* Exercise requirements *
• A. Using the Buddha Dariya article, say yes or no to each statement and quote the words that decide it. (i) The contract for planting 17,000 trees was worth Rs 2.46 crore. (ii) The planting of trees was given to the drainage department. (iii) Downstream, a branch of the river has 32 km that could be freed from encroachers for regreening.
• B. Write out the passage of the Buddha Dariya article between "Col Gill also" and "could well imagine.", inclusive.

* Article *
————

It would also be compensation for the trees that had been cut down for the widening of the national highways linking Ludhiana with Ferozepur and Chandigarh as well as a bypass.
Col Gill also suggested the demarcation of what was Buddha Dariya land using GPS and 2015 records. This was needed because the basin of the river had been steadily shrinking.
Both proposals went through. But implementation was still a long way off. A Rs 2.46 crore contract was awarded for planting 17,000 trees, but it fizzled out. Demarcation of the river and getting encroachers to withdraw was caught up in wrangles in the government, as one could well imagine.
Col Gill persisted. Finally, the planting of trees was handed over to the forest department instead of the drainage department, as it rightly should have been in the first place. The demarcation work and removal of encroachers got its real boost when a new deputy commissioner, Surbi Malik, took over. She too took ownership of the proposal and drove it as only a determined local official can.
The whole process of demarcating the Buddha Dariya’s boundaries to get rid of encroachers and the going back to revenue records has many spinoffs. For instance, upstream there is a possibility of getting some 200 cusecs of clean water which can significantly dilute the pollution in the river. Similarly downstream, a branch of the river has 32 km which can be freed up from encroachers for regreening.
What drives efforts like Col Gill’s is difficult to tell. But they provide optimism that it is possible to get out of a difficult hole. A cause well pursued can have effect.

————

* Dataset entries *

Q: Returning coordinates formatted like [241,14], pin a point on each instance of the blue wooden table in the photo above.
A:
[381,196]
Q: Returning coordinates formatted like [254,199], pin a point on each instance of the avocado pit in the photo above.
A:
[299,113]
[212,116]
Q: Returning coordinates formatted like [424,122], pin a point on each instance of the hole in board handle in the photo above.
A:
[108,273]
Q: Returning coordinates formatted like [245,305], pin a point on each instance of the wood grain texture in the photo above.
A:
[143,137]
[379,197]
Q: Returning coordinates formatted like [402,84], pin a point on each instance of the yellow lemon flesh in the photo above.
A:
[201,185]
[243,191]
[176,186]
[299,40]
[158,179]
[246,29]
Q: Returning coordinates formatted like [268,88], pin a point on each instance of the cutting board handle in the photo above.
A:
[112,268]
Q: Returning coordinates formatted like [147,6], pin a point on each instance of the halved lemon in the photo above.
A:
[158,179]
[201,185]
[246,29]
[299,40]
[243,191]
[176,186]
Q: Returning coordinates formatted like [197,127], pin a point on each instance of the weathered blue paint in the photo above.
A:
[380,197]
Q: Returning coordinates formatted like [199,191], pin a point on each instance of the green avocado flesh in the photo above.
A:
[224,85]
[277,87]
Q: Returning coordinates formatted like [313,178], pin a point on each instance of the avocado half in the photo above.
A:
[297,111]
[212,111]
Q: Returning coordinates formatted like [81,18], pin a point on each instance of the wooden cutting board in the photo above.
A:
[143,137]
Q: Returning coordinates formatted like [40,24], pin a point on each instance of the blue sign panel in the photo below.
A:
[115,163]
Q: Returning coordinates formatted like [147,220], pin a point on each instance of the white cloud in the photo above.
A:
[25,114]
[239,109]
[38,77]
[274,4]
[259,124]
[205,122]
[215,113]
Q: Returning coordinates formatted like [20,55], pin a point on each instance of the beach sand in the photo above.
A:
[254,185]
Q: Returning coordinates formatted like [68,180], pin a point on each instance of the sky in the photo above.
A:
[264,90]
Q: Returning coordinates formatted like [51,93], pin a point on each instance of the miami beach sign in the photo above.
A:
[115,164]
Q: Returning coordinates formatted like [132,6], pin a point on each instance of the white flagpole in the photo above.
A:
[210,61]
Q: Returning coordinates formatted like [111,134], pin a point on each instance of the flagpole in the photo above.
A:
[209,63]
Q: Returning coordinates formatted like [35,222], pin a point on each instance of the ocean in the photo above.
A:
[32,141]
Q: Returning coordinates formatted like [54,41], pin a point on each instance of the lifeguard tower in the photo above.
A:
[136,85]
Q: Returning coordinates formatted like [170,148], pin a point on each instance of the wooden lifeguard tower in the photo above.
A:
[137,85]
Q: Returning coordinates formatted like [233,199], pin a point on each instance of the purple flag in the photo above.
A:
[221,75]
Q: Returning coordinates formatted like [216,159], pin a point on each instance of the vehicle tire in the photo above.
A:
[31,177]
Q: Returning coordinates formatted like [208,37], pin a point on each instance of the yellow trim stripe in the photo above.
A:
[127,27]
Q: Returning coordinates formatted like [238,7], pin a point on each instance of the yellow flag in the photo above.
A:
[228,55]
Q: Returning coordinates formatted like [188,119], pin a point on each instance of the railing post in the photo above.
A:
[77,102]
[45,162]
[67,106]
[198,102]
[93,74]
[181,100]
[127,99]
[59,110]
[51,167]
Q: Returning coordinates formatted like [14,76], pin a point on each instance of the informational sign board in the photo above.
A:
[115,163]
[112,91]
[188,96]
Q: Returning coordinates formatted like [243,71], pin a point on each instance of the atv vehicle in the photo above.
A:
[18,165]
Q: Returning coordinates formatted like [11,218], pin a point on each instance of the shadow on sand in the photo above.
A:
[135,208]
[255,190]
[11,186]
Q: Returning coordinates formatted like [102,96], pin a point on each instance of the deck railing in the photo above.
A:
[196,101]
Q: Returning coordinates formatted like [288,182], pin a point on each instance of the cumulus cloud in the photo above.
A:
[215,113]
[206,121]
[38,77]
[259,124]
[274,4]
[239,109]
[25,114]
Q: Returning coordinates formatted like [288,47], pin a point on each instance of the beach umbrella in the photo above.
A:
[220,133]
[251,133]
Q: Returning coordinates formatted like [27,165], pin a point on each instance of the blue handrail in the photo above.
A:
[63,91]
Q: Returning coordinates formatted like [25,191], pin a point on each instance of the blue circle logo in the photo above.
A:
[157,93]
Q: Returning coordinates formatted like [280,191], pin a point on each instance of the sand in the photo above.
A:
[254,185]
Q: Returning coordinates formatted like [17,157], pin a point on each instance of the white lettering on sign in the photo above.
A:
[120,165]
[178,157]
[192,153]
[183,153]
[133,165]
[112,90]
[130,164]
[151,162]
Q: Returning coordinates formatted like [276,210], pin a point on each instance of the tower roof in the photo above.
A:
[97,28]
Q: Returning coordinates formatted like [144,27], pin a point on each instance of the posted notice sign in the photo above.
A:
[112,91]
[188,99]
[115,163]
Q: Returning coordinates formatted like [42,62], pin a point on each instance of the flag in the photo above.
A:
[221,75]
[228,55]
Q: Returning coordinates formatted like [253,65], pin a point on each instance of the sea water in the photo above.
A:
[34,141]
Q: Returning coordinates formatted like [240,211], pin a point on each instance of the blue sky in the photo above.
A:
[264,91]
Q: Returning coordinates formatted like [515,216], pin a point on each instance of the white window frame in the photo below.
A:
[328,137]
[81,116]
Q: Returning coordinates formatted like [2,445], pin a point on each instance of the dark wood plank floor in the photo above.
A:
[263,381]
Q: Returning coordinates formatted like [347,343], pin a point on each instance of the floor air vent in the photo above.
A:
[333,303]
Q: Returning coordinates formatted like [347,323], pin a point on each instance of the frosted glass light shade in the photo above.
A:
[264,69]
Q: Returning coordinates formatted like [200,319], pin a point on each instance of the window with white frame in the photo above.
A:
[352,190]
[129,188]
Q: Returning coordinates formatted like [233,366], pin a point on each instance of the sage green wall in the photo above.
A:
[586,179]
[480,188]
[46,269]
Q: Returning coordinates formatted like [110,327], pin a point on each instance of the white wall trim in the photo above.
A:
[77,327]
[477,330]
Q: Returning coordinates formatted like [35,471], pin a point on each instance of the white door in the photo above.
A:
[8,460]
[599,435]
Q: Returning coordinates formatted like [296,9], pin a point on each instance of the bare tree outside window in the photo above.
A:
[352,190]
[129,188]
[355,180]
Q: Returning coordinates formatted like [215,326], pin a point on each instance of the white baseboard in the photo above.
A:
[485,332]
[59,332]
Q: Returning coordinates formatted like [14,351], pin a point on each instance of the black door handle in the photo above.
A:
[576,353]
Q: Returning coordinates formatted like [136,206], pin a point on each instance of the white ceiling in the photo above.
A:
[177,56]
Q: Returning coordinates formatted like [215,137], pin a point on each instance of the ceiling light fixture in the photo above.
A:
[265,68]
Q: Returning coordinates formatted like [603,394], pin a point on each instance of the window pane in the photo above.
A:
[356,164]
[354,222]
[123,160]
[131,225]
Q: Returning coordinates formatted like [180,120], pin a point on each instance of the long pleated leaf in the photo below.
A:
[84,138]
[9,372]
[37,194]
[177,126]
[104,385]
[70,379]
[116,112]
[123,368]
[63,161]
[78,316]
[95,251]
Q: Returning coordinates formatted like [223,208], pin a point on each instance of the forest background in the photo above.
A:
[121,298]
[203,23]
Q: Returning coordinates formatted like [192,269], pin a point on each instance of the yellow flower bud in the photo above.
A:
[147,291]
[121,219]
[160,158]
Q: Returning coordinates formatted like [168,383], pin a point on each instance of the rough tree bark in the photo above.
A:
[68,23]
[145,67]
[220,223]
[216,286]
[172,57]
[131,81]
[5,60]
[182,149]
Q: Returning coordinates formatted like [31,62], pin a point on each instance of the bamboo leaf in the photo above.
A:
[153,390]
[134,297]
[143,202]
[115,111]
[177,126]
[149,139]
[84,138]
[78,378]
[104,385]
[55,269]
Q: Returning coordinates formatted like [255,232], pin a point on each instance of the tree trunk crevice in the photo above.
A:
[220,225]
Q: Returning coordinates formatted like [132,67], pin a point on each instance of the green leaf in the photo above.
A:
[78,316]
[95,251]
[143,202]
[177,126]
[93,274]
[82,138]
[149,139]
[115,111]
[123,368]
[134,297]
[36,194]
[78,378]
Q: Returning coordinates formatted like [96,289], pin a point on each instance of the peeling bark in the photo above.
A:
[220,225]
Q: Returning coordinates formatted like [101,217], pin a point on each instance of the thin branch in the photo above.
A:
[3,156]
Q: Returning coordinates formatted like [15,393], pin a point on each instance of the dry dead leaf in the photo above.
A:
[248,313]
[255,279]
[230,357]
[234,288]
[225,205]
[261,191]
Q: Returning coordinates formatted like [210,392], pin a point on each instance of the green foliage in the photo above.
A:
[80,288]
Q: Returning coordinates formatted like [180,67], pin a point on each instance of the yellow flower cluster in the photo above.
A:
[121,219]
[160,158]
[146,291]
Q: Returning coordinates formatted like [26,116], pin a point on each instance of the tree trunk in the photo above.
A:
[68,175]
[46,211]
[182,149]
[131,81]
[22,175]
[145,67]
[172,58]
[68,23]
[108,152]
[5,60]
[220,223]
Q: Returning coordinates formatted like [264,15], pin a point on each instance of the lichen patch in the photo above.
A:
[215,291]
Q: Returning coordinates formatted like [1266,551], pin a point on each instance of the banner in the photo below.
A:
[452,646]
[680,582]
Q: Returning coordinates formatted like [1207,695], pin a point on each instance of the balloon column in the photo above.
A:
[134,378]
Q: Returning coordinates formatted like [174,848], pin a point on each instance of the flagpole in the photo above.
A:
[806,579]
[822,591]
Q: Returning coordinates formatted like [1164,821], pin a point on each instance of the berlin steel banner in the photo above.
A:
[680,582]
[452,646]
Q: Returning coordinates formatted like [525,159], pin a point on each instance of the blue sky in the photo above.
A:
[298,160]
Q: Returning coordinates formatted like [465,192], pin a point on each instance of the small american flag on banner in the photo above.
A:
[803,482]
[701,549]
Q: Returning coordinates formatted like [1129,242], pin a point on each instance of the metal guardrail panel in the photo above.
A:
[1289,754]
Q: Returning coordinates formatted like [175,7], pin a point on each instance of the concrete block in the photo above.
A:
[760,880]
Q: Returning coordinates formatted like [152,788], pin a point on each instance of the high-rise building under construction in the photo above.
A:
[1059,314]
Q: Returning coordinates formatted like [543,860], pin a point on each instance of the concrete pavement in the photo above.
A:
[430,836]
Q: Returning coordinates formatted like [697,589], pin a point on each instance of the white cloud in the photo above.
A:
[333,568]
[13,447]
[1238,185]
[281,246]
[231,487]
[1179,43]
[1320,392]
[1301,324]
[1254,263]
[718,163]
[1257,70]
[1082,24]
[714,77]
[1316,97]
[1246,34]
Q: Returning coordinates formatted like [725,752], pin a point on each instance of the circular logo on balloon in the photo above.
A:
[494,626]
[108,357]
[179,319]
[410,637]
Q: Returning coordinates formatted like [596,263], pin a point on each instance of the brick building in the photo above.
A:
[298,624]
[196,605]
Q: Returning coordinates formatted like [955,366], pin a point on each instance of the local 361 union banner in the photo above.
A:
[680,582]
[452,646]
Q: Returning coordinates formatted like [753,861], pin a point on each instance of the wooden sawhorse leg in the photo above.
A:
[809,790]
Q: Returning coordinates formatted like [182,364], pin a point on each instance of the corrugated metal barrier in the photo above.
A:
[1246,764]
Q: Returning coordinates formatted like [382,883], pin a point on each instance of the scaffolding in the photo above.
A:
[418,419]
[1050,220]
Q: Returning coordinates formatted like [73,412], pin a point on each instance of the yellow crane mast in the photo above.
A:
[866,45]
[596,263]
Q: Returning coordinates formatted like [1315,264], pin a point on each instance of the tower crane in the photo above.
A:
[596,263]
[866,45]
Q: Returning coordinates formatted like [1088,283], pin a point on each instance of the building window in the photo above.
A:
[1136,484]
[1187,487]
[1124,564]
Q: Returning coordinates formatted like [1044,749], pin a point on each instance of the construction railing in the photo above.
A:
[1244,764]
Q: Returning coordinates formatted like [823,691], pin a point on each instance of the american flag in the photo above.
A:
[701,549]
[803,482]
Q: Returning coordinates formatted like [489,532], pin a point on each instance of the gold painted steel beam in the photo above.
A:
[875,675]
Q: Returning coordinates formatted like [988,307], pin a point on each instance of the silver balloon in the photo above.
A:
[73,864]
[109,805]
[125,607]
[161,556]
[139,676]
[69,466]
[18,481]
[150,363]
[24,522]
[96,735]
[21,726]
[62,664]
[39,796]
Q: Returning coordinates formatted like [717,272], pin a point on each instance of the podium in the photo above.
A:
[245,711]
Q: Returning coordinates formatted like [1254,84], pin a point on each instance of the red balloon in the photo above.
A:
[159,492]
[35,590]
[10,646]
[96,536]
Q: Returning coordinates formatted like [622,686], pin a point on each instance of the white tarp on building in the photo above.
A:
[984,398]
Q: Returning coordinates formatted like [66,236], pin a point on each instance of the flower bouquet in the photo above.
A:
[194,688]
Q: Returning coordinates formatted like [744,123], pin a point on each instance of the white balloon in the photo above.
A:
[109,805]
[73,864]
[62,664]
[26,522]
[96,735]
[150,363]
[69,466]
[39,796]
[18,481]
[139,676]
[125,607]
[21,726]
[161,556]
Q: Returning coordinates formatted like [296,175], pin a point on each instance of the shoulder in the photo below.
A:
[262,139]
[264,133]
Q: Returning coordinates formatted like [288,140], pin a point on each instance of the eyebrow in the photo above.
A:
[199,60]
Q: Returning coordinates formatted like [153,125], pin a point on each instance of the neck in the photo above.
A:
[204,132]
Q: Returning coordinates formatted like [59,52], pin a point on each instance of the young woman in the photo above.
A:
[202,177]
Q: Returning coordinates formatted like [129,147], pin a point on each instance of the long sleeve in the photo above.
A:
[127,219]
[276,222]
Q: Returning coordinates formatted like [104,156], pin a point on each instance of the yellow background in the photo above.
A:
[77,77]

————

* Results for each task *
• A.
(i) Yes: "A Rs 2.46 crore contract was awarded for planting 17,000 trees"
(ii) No: "the planting of trees was handed over to the forest department instead of the drainage department"
(iii) Yes: "Similarly downstream, a branch of the river has 32 km which can be freed up from encroachers for regreening."

• B.
Col Gill also suggested the demarcation of what was Buddha Dariya land using GPS and 2015 records. This was needed because the basin of the river had been steadily shrinking.
Both proposals went through. But implementation was still a long way off. A Rs 2.46 crore contract was awarded for planting 17,000 trees, but it fizzled out. Demarcation of the river and getting encroachers to withdraw was caught up in wrangles in the government, as one could well imagine.